[Begin]

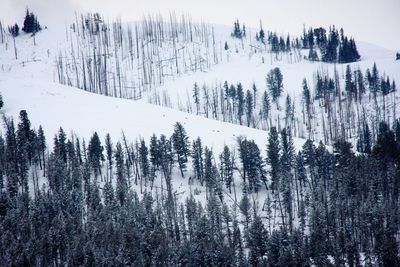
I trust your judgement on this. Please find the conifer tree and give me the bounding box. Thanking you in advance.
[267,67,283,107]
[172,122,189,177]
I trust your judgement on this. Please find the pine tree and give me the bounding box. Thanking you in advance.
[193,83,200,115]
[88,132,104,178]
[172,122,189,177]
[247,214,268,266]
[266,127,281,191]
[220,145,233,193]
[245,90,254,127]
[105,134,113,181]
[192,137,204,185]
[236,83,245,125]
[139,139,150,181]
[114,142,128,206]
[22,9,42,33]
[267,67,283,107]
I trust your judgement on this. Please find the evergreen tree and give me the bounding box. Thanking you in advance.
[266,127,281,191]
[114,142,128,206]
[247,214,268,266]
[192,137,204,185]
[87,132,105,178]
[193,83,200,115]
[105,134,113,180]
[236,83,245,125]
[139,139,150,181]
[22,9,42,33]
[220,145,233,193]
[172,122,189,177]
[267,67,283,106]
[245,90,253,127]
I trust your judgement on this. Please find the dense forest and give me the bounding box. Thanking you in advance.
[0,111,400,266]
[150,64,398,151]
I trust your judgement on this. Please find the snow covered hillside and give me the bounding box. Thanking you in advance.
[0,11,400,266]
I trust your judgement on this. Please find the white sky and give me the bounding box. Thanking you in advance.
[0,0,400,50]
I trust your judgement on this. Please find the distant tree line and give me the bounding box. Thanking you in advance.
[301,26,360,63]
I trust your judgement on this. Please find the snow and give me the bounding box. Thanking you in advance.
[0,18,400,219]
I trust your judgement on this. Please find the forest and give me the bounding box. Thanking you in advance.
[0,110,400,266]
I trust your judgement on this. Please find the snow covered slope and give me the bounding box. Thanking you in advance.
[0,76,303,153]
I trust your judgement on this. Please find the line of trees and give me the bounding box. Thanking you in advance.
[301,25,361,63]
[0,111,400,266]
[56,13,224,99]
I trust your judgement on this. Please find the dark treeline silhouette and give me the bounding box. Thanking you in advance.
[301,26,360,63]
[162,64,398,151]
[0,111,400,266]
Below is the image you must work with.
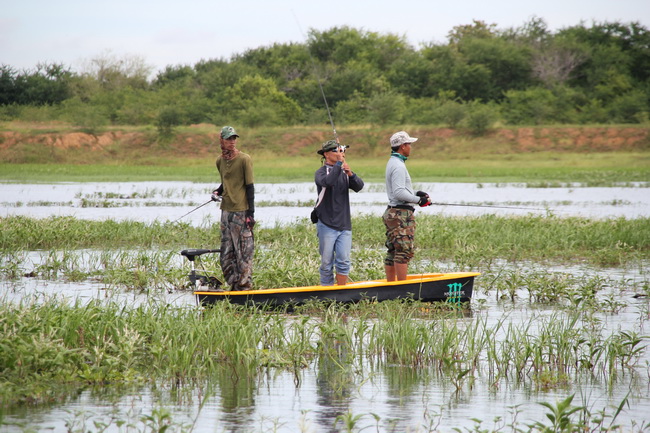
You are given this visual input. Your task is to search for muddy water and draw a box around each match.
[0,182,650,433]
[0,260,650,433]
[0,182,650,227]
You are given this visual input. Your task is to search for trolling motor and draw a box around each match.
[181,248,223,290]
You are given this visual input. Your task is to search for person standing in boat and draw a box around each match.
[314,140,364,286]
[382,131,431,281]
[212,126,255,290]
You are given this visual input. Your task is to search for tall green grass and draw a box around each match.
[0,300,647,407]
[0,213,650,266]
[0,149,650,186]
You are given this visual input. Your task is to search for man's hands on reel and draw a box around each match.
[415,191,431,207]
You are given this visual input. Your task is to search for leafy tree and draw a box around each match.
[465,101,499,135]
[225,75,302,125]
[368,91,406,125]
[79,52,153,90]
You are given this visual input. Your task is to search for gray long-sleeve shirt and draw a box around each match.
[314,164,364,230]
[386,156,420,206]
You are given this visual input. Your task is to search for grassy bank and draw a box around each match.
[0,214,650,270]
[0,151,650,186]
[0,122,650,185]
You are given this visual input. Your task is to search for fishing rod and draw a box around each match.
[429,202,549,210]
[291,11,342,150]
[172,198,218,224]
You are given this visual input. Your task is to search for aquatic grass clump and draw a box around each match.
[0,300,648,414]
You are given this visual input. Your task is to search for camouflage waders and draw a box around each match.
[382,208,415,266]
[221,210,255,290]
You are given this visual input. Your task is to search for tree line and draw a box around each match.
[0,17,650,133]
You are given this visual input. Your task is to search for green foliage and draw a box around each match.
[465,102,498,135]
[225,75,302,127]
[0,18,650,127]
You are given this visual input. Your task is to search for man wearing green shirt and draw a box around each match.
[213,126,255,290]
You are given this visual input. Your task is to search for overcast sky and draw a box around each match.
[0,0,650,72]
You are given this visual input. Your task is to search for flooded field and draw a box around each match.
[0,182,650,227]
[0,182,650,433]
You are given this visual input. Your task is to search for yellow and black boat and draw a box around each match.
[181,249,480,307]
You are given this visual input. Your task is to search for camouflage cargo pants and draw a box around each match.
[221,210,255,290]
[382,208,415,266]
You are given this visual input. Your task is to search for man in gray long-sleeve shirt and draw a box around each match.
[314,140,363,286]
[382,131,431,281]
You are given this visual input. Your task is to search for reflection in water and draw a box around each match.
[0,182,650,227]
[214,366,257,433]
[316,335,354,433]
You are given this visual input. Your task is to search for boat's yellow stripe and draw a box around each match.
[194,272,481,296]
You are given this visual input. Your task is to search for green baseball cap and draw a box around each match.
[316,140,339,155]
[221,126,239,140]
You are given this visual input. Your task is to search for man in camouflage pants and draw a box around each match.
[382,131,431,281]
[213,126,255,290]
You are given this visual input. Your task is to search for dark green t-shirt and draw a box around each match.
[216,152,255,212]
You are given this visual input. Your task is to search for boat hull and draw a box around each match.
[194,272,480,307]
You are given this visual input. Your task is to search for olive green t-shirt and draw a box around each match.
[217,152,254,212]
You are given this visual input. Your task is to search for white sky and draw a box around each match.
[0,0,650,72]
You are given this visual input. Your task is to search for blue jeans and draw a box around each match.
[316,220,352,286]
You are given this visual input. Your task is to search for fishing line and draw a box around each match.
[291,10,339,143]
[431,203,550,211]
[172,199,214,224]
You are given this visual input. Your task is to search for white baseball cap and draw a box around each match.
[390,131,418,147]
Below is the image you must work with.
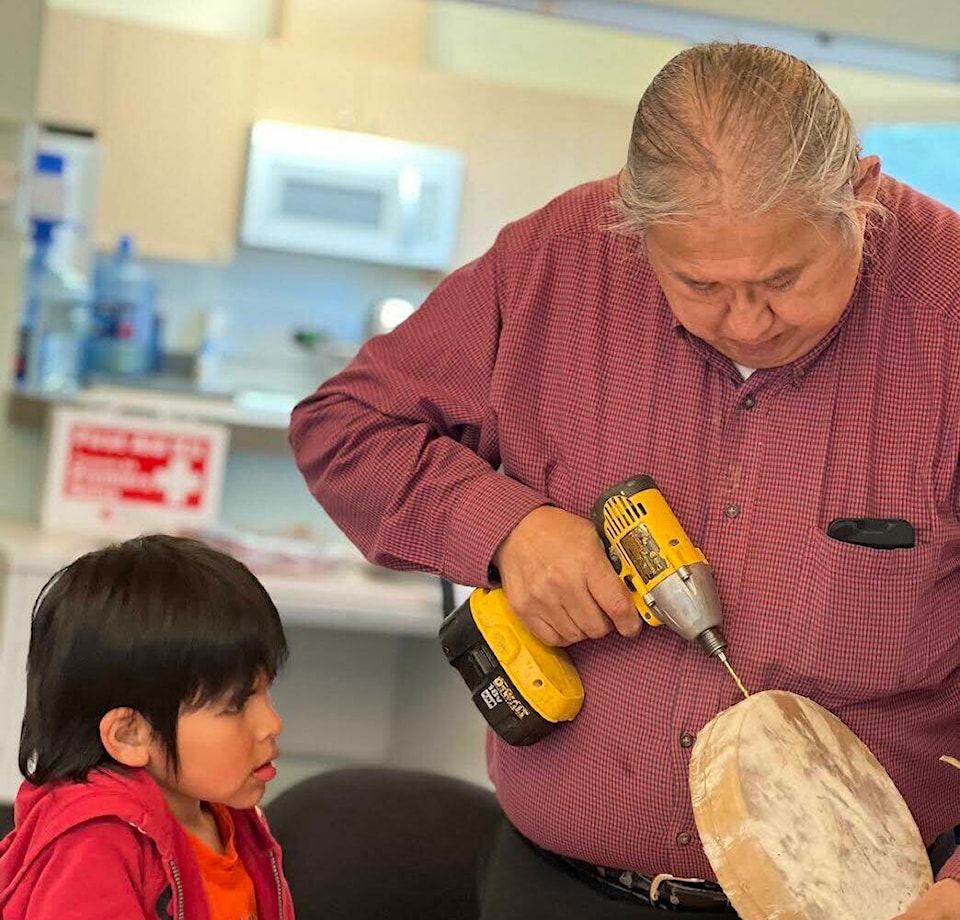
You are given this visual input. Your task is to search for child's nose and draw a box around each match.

[End]

▶ [REQUIRED WORK]
In the records above, start at the line that has "for white sky" and end after the line that has "[316,220,352,286]". Put those lines into a JSON list of strings, one string per line, with blank lines omitted.

▶ [ANSWER TO THIS TASK]
[
  "You are given this visual input. Your task is to search for white sky and draw a box around each match.",
  "[0,0,650,72]",
  "You are given this visual input. Your task is to search for blue jeans and draw a box around each match.",
  "[316,220,352,286]"
]